▸ Brano selezionato
• • •

Certo, è vero che l'Unione europea ha già mandato un segnale di disponibilità nei confronto della lettera congiunta con Nicolas Sarkozy: quel testo «ci conforta» dice un portavoce di Bruxelles. Resta da vedere come e quanto i problemi sin qui sorti si riproporranno, non solo tra Italia e Francia. Sull'accordo di libera circolazione, oggetto della frizione fra i due Stati, in Commissione hanno già più volte fatto notare che in realtà non è stata tanto la questione di attualità dei 20mila tunisini a far scattare la volontà di revisione, quanto i timori legati all'allargamento dello spazio di libera circolazione a Romania e Bulgaria.

Già nell'autunno scorso Francia e Germania si erano detti contrari. Del resto, la lettera ricalca temi già indicati mercoledì scorso dal commissario Cecilia Malmstrom nella bozza di documento sulle proposte che la Commissione ufficializzerà il 4 maggio, in preparazione del Consiglio straordinario dei ministri degli Interni in programma il 12 e, soprattutto, del vertice europeo del 24 giugno.

• • •

▸ Dati forniti
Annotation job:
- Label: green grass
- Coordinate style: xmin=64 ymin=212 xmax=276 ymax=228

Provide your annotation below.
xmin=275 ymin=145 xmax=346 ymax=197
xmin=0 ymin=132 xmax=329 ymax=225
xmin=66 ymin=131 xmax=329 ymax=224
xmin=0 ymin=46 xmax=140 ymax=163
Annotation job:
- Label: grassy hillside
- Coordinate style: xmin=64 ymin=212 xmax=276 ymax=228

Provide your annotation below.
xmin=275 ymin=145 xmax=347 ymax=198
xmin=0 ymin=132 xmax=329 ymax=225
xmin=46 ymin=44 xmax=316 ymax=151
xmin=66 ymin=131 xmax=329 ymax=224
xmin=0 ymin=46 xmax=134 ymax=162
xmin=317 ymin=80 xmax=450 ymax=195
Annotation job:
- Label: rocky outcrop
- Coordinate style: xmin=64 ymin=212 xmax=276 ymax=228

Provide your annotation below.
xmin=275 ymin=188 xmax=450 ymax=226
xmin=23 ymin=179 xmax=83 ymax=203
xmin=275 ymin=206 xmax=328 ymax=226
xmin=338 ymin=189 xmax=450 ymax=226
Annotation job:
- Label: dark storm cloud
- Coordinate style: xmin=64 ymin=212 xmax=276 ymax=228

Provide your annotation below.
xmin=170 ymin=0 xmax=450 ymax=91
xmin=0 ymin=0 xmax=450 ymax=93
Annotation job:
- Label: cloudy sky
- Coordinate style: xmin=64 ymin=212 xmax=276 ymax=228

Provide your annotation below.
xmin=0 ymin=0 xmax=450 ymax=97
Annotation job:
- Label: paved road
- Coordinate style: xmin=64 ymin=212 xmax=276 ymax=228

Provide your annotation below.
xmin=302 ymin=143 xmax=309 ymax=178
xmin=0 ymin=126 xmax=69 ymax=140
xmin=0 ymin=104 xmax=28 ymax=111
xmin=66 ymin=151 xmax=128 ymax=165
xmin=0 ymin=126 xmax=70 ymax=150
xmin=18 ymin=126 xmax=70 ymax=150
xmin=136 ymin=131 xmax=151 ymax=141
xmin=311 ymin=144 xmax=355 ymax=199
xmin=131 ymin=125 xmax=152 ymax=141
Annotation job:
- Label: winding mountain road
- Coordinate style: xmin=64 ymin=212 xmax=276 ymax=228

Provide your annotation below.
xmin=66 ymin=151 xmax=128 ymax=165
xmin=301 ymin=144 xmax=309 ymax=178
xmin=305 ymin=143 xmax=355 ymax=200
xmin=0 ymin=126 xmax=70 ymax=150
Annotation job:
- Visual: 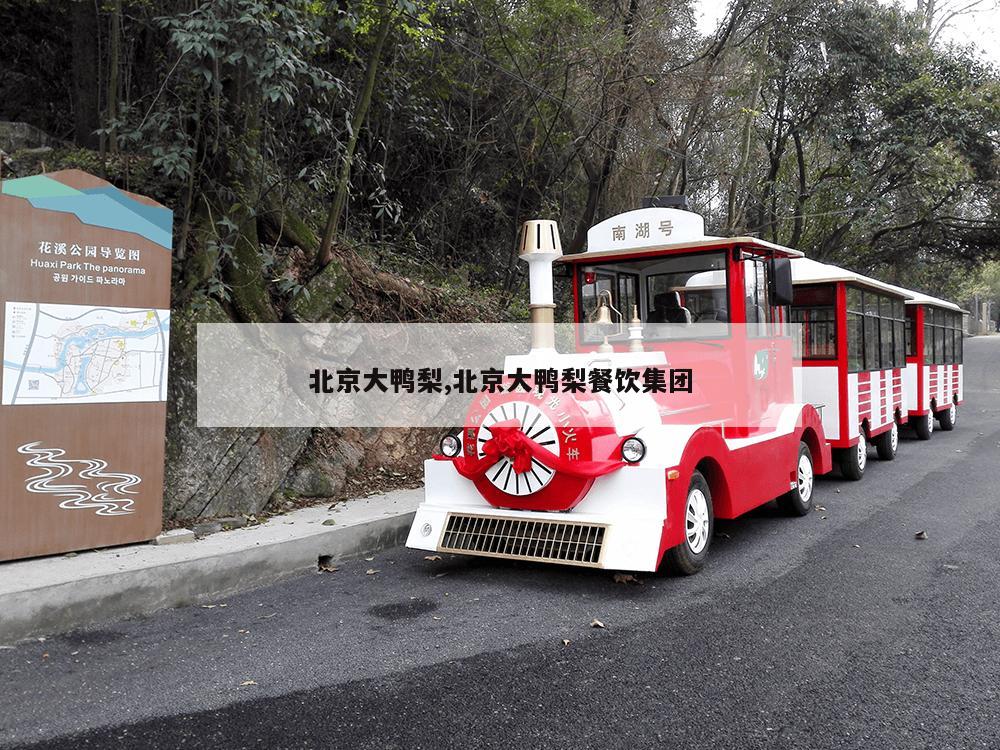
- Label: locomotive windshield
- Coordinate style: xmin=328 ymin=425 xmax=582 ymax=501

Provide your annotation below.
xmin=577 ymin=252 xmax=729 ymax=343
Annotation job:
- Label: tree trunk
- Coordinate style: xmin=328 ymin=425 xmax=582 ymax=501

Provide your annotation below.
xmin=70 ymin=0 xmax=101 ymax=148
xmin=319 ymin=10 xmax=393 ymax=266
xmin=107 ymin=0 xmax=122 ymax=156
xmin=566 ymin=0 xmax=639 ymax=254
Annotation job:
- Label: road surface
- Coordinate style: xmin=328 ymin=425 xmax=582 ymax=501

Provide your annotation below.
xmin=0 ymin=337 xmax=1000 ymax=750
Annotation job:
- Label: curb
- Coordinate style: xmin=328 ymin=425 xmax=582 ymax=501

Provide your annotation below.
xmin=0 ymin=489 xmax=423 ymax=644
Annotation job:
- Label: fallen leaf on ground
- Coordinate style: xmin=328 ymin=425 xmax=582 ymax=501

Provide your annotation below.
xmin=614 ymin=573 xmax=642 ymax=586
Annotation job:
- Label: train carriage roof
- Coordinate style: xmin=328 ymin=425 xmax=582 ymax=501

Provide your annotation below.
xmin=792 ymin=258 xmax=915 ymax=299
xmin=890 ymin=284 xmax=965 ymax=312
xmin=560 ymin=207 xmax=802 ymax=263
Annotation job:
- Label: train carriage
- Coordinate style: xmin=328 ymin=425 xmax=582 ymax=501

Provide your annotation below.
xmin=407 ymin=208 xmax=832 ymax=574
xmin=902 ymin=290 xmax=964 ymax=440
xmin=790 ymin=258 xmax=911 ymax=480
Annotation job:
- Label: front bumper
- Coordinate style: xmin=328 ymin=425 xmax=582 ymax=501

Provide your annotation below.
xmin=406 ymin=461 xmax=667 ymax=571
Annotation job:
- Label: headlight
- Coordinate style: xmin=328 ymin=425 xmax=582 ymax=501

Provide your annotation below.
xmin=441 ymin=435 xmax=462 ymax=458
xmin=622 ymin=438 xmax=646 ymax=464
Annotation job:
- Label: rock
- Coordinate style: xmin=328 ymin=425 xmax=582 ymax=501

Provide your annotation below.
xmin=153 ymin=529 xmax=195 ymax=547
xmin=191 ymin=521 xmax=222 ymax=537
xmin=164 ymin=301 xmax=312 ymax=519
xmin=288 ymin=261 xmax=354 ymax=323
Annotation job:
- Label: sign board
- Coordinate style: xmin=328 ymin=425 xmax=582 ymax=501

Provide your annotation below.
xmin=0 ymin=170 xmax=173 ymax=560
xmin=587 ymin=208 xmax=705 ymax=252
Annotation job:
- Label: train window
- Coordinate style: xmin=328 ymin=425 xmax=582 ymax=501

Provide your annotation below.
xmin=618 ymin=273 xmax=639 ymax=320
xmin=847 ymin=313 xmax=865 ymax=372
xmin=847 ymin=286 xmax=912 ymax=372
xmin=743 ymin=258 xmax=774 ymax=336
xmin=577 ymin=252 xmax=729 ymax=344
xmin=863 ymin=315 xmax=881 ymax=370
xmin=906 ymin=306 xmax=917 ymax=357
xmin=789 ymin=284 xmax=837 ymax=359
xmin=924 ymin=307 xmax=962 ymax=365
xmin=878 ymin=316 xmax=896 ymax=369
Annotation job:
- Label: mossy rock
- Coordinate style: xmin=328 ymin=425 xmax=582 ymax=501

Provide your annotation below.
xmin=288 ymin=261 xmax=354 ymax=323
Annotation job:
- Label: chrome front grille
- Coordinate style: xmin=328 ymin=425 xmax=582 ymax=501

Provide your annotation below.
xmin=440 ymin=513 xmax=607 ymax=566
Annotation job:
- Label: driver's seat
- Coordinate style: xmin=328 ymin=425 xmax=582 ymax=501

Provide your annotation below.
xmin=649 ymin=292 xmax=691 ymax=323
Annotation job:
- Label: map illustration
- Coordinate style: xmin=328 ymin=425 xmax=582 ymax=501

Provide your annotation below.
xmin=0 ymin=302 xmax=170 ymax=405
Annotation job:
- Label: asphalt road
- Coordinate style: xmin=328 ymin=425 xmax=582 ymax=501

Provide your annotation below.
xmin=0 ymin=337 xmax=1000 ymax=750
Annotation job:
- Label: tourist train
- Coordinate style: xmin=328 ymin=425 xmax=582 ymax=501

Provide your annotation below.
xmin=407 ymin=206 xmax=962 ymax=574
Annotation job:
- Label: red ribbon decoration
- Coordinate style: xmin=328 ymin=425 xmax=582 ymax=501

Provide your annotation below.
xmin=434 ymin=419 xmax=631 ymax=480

• • •

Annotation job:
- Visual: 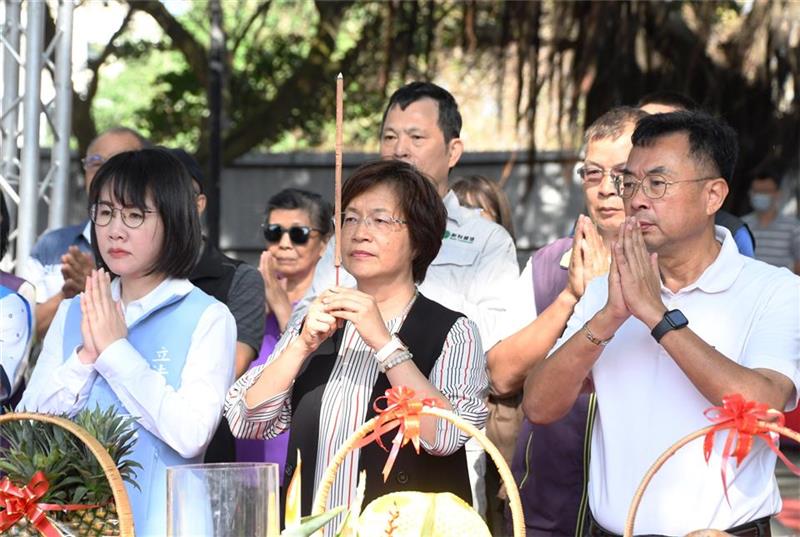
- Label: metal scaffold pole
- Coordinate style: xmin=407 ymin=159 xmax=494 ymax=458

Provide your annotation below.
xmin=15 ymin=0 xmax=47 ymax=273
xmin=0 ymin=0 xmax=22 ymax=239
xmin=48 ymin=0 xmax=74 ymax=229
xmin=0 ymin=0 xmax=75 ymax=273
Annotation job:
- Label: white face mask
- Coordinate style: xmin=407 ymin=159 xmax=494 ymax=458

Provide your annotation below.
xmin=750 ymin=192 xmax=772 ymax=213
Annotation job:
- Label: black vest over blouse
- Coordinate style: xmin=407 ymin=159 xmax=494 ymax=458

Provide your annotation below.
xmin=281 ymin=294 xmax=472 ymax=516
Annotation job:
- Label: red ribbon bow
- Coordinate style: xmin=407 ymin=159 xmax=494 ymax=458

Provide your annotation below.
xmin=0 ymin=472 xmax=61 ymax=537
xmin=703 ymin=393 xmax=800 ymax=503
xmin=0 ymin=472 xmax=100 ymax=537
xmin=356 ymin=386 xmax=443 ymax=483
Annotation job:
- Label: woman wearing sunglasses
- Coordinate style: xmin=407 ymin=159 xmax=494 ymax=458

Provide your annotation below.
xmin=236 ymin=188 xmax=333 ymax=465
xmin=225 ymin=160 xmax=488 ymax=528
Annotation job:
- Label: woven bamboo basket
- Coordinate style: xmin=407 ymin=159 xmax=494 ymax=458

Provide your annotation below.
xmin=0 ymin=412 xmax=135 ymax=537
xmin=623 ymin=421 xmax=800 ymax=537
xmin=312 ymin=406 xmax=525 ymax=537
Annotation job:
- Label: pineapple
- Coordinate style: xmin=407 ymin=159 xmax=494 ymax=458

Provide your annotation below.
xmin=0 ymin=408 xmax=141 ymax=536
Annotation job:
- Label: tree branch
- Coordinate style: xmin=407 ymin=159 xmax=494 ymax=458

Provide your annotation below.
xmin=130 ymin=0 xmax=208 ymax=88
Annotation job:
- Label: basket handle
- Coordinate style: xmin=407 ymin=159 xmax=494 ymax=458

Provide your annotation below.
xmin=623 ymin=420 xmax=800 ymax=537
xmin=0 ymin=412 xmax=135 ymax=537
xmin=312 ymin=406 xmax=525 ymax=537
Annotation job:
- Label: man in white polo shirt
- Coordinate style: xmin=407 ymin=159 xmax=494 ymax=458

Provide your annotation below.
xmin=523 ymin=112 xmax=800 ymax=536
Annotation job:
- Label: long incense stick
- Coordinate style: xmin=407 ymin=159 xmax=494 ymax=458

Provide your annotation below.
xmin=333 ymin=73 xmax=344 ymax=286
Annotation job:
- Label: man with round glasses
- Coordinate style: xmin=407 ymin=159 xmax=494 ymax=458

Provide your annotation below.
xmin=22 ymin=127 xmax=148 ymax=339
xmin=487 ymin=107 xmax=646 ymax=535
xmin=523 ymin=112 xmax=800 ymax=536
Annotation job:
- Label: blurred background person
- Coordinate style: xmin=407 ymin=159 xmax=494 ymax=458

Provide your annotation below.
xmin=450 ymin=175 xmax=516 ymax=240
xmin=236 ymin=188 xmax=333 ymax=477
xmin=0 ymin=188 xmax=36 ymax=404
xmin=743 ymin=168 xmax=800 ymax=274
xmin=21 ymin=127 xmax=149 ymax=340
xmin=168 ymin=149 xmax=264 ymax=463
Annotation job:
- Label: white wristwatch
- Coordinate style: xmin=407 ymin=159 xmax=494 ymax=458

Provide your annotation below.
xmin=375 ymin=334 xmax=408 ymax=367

• • •

▸ Requisiti del compito
Prosegui il brano sulla lettera congiunta italo-francese e sulla revisione della libera circolazione in Europa, ripartendo subito dopo la sua ultima frase.

▸ Risposta all'esercizio
I punti chiave sono: 1) il rafforzamento di Frontex, che dovrà essere dotato di mezzi propri per fronteggiare le emergenze, ma anche avere "più disponibilità dagli stati membri"; 2) accordi forti per sostenere lo sviluppo dei Paesi della sponda Sud del Mediterraneo e ottenere in cambio politiche per la riammissione dando alla Ue un maggior margine di manovra per la trattativa; 3) nuova politica europea d'asilo; 4) revisione, appunto, della governance di Schengen.

Si ipotizza di ridefinire l'articolo 23 del Codice delle frontiere, quello che già ora prevede la reintroduzione temporanea dei controlli per generici «problemi di ordine pubblico». Quelli appunto invocati dalla Francia a Ventimiglia. «In futuro non basterà - è stato osservato a Bruxelles - bisognerà giustificare le ragioni di questi problemi». Di fatto si andrà verso un ruolo maggiore della Commissione europea nella governance. Lo scopo è anche quello di evitare una sorta di esodo ingovernato dei migranti che per l'Europa «è un problema politico». È comunque escluso che si potrà mai davvero parlare di «sospensione dell'accordo» come minacciato nei giorni scorsi perché Schengen è parte integrante del Trattato di Lisbona: «Uscirne significherebbe uscire dalla Ue» fanno notare a Bruxelles.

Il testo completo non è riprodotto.